#### [What to do]
(1) In the thread on the normal fourth moment, reproduce word for word the passage starting at "For the normally" and ending at "might be done?".
(2) Check each statement against the thread on the normal fourth moment. Answer yes or no and quote the deciding words. (a) The first answer claims there is only one way to show the result. (b) The second answer first proves the result for sigma equal to 1. (c) The chi-squared distribution in the first answer has one degree of freedom.

#### [Text section]
-------------------------

Show that if $\eta \sim N(0, \sigma^2)$ then $\mathbb{E} [\eta^4] = 3 \sigma^4$?

Question

For the normally distributed random variable $\eta \sim N(0, \sigma^2)$ I am trying to show that $$ \mathbb{E} [\eta^4] = 3 \sigma^4 $$

Can anyone help me to understand how this might be done?

Answer 1

There are several different alternatives to show this depending on what we are allowed to use. One possibility is the following. If $Z\sim N(0,1)$, then $Z^2\sim\chi^2(1)$, where $\chi^2(1)$ is the chi-squared distribution with one degree of freedom. The expected value of $Z^2$ is $1$ and the variance is $2$ (see here). We have that $$ \operatorname E[\eta^4]=\operatorname E[\sigma^4 Z^4]=\sigma^4\operatorname E[Z^4]=\sigma^4(\operatorname{Var}[Z^2]+(\operatorname E[Z^2])^2)=3\sigma^4 $$ using the fact that $\sigma Z\sim N(0,\sigma^2)$ and $\operatorname{Var}[Z^2]=\operatorname E[Z^4]-(\operatorname E[Z^2])^2$.

Answer 2

Let's prove it for $\sigma=1$. We have to compute the integral $$\int_{\mathbb{R}} x^4 \frac{e^{-x^2/2}}{\sqrt{2\pi}}dx=-x^3\frac{e^{-x^2/2}}{\sqrt{2\pi}}|_{-\infty}^{\infty}+\int3x^2\frac{e^{-x^2/2}}{\sqrt{2\pi}}dx=\\=0-3x\frac{e^{-x^2/2}}{\sqrt{2\pi}}|_{-\infty}^{\infty}+\int3\frac{e^{-x^2/2}}{\sqrt{2\pi}}dx=0+3=3. $$ For general case consider that the thesis is $\mathbb{E}[(\eta/\sigma)^4]=3,$ and that if $\eta$ is $\mathcal{N}(0,\sigma^2),$ then $\eta/\sigma$ is $\mathcal{N}(0,1),$ and so you reconnect to the first case.

-------------------------

#### [Supplied records]
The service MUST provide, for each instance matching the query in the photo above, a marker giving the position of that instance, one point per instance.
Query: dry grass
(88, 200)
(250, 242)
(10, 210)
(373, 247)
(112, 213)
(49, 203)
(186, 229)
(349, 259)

-------------------------

#### [Responses to the tasks]
(1)
For the normally distributed random variable $\eta \sim N(0, \sigma^2)$ I am trying to show that $$ \mathbb{E} [\eta^4] = 3 \sigma^4 $$

Can anyone help me to understand how this might be done?

(2)
(a) No: "There are several different alternatives to show this depending on what we are allowed to use."
(b) Yes: "Let's prove it for $\sigma=1$."
(c) Yes: "where $\chi^2(1)$ is the chi-squared distribution with one degree of freedom"